++++ Selected excerpt ++++
If \({R}_{cor}\)>R, the excavator can directly follow the arc trajectory of the common tangent circle to reach point 2. If \({R}_{cor}\)<R, the excavator will follow its own minimum turning radius to turn. At this time, the excavator will reach point 3 behind point 2 . In order to ensure sufficient coverage at the corners of the construction area, the excavator adopts a backtracking mechanism, that is, when the excavator reaches point 2 along an arc with the radius of \({R}_{cor}\), the excavator does not drive in the direction of point 3 next, but reverse back to the backtracking point 4, and start the earthwork operation from here. Similarly, when the excavator reaches point 3 along an arc with the radius of R, it also performs a reversing operation and returns to point 4, then starts the earthwork operation from here. The length of the backtracking path is \({L}_{re}\). Since the excavator needs to drive within the limits of the safe area, in order to improve the coverage rate, the backtracking point 4 is often located on the safe boundary.
++++ Data supplied ++++
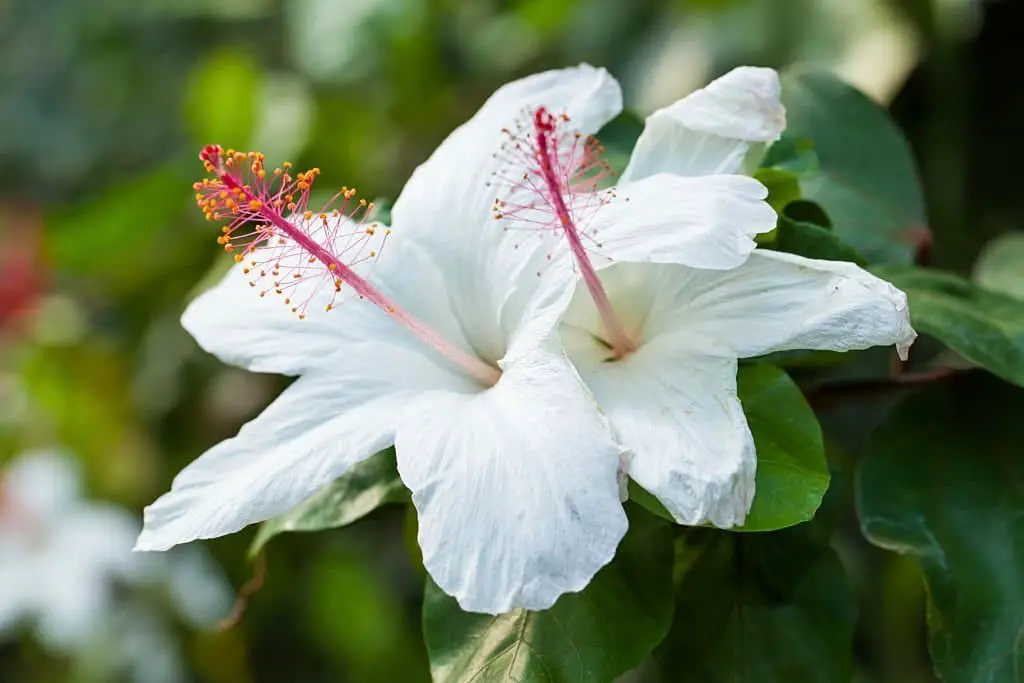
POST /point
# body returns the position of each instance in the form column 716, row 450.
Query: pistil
column 547, row 157
column 229, row 197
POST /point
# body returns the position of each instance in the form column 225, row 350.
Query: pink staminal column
column 267, row 211
column 556, row 187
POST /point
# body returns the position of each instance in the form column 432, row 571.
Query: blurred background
column 103, row 105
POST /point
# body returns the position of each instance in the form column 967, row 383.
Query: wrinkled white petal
column 777, row 302
column 322, row 425
column 712, row 130
column 446, row 204
column 515, row 487
column 707, row 222
column 676, row 410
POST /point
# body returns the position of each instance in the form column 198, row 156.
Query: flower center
column 555, row 187
column 294, row 251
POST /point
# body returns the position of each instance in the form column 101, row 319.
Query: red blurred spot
column 23, row 276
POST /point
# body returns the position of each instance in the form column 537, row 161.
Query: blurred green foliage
column 104, row 104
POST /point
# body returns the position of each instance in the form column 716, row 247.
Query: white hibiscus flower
column 657, row 343
column 457, row 363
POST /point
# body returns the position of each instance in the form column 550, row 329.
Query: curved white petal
column 322, row 425
column 706, row 222
column 446, row 206
column 676, row 410
column 515, row 487
column 712, row 130
column 236, row 324
column 778, row 301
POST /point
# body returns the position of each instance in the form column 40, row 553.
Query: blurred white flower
column 67, row 568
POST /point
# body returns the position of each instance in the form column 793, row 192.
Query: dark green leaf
column 367, row 486
column 783, row 186
column 619, row 136
column 1000, row 265
column 983, row 327
column 793, row 474
column 812, row 241
column 793, row 155
column 220, row 105
column 759, row 608
column 865, row 178
column 591, row 636
column 943, row 481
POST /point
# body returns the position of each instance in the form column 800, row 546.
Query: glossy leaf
column 759, row 608
column 812, row 239
column 984, row 327
column 943, row 481
column 865, row 176
column 593, row 636
column 793, row 474
column 367, row 486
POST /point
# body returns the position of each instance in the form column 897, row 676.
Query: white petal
column 677, row 411
column 261, row 334
column 712, row 130
column 322, row 425
column 515, row 487
column 778, row 301
column 446, row 206
column 707, row 222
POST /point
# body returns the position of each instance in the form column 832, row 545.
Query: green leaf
column 759, row 608
column 783, row 186
column 810, row 240
column 1000, row 265
column 220, row 103
column 124, row 224
column 984, row 327
column 792, row 155
column 943, row 481
column 793, row 474
column 619, row 136
column 865, row 178
column 364, row 488
column 591, row 636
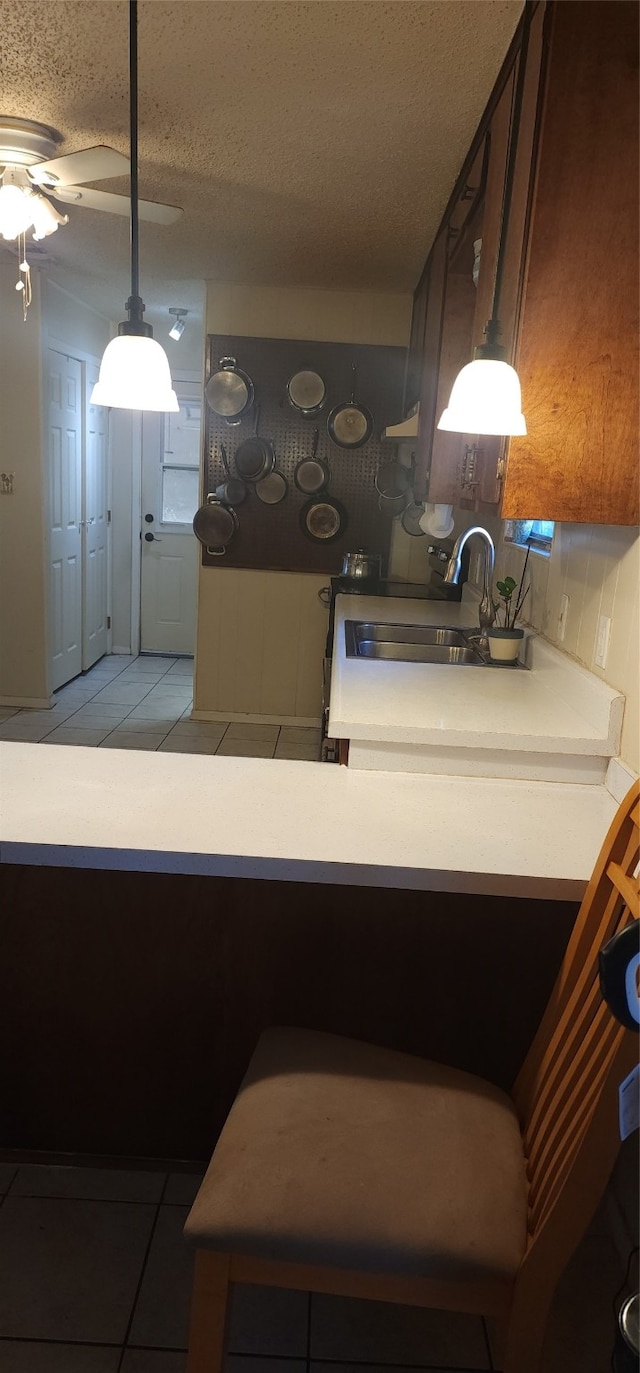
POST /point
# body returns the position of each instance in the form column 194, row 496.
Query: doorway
column 77, row 518
column 169, row 548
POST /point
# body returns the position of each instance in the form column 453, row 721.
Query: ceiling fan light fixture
column 135, row 375
column 177, row 327
column 44, row 217
column 15, row 210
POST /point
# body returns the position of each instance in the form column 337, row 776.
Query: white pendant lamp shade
column 135, row 376
column 485, row 400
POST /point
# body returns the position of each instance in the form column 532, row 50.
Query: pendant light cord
column 135, row 275
column 492, row 328
column 135, row 306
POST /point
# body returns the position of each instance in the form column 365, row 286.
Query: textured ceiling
column 309, row 144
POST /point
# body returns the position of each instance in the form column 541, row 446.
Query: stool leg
column 208, row 1311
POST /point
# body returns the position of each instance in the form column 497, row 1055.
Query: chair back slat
column 569, row 1035
column 556, row 1174
column 578, row 1042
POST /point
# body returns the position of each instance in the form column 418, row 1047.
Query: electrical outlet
column 602, row 641
column 562, row 618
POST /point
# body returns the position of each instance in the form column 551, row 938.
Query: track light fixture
column 177, row 328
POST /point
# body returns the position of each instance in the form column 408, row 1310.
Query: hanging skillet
column 312, row 474
column 323, row 521
column 230, row 391
column 214, row 525
column 350, row 424
column 306, row 393
column 254, row 456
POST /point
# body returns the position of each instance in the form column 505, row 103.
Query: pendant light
column 135, row 370
column 486, row 394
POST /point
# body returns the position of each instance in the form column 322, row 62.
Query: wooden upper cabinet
column 434, row 305
column 577, row 356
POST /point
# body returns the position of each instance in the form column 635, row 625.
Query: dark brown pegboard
column 271, row 537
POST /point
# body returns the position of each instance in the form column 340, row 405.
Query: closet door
column 65, row 512
column 95, row 514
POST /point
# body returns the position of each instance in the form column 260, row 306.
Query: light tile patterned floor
column 95, row 1277
column 146, row 703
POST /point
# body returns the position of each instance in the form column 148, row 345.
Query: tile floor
column 95, row 1277
column 146, row 703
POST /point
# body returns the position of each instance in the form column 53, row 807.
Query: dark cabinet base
column 131, row 1002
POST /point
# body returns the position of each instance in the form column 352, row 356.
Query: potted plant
column 504, row 639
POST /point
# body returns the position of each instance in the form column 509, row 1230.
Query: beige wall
column 327, row 316
column 261, row 635
column 66, row 320
column 24, row 652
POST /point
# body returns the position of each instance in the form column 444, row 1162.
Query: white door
column 65, row 467
column 95, row 514
column 169, row 547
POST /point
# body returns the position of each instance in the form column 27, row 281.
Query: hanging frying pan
column 350, row 424
column 306, row 393
column 272, row 489
column 312, row 474
column 323, row 521
column 214, row 525
column 254, row 456
column 234, row 490
column 393, row 479
column 230, row 391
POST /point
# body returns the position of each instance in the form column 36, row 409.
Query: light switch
column 602, row 641
column 562, row 618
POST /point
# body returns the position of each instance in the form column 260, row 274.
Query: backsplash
column 598, row 566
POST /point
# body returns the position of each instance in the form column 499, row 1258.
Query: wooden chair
column 360, row 1171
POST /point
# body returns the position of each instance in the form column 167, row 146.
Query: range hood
column 408, row 429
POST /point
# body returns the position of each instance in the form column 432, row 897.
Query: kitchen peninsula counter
column 555, row 707
column 297, row 821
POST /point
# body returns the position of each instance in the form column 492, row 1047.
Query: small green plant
column 508, row 607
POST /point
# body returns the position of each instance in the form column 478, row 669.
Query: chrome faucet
column 486, row 610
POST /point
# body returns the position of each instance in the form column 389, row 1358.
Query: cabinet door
column 430, row 361
column 578, row 324
column 416, row 345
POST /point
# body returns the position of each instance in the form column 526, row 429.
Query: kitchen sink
column 367, row 632
column 412, row 643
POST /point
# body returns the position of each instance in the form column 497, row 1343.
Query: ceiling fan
column 33, row 179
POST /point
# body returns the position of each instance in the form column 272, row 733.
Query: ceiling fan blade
column 85, row 165
column 89, row 199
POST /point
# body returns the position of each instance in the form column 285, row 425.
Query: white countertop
column 297, row 821
column 555, row 707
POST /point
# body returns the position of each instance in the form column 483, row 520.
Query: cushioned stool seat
column 342, row 1154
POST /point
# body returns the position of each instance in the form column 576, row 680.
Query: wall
column 598, row 566
column 24, row 654
column 261, row 635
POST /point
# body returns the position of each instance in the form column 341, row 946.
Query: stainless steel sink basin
column 419, row 652
column 411, row 643
column 407, row 635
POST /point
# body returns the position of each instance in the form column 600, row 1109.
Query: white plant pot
column 504, row 644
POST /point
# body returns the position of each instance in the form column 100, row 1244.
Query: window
column 530, row 533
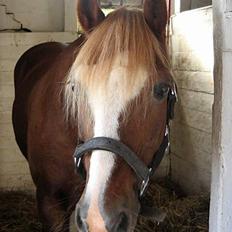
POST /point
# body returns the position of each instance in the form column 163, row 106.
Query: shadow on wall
column 192, row 60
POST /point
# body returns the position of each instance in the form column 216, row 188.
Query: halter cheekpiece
column 143, row 172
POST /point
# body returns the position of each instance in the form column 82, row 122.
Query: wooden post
column 221, row 188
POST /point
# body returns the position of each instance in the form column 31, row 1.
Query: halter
column 143, row 172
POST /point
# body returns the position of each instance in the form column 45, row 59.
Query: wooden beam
column 221, row 188
column 70, row 16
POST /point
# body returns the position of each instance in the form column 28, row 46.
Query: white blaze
column 106, row 107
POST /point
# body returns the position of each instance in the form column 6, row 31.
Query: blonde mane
column 125, row 33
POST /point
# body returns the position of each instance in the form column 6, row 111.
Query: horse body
column 66, row 94
column 43, row 137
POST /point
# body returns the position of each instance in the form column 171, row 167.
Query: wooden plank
column 5, row 117
column 228, row 31
column 196, row 81
column 221, row 187
column 193, row 61
column 190, row 177
column 30, row 39
column 193, row 118
column 198, row 101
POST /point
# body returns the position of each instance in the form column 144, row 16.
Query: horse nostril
column 123, row 223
++++
▸ **What you need to do**
1. According to the excavator path-planning text, where is backtracking point 4 often located?
2. Carry on the excavator path-planning text, picking up after its final sentence.

▸ **Answers for the tasks**
1. On the safe boundary.

2.
After obtaining the boundary information of the construction area, it is necessary to shrink the boundary inward by a certain distance. The boundary after shrinking is called the safe boundary, which is set as \(\frac{1}{2}{L}_{wc}\). On the one hand, it provides a turning space for the excavator after it drives to the border, on the other hand, it ensures the safety and efficiency of the construction in the close proximity of the boundary. The start point and end point are set on the safe boundary, and the spacing of parallel paths is determined by the spacing adaptive adjustment model. A series of waypoint commands are sent to guide the excavator along the BFP to drive to each work station in turn. When the excavator drives along a straight line to a turning point close to the safe boundary, i.e., point 1 in Fig. 9, the control system calculates the turning path and sends corresponding commands to the excavator based on the position of the excavator and the surrounding boundary information. The excavator turns into the adjacent parallel path and continues to construction until it reaches the end point. Through the above strategy, generating a complete coverage path that satisfies the driving and construction conditions is guaranteed.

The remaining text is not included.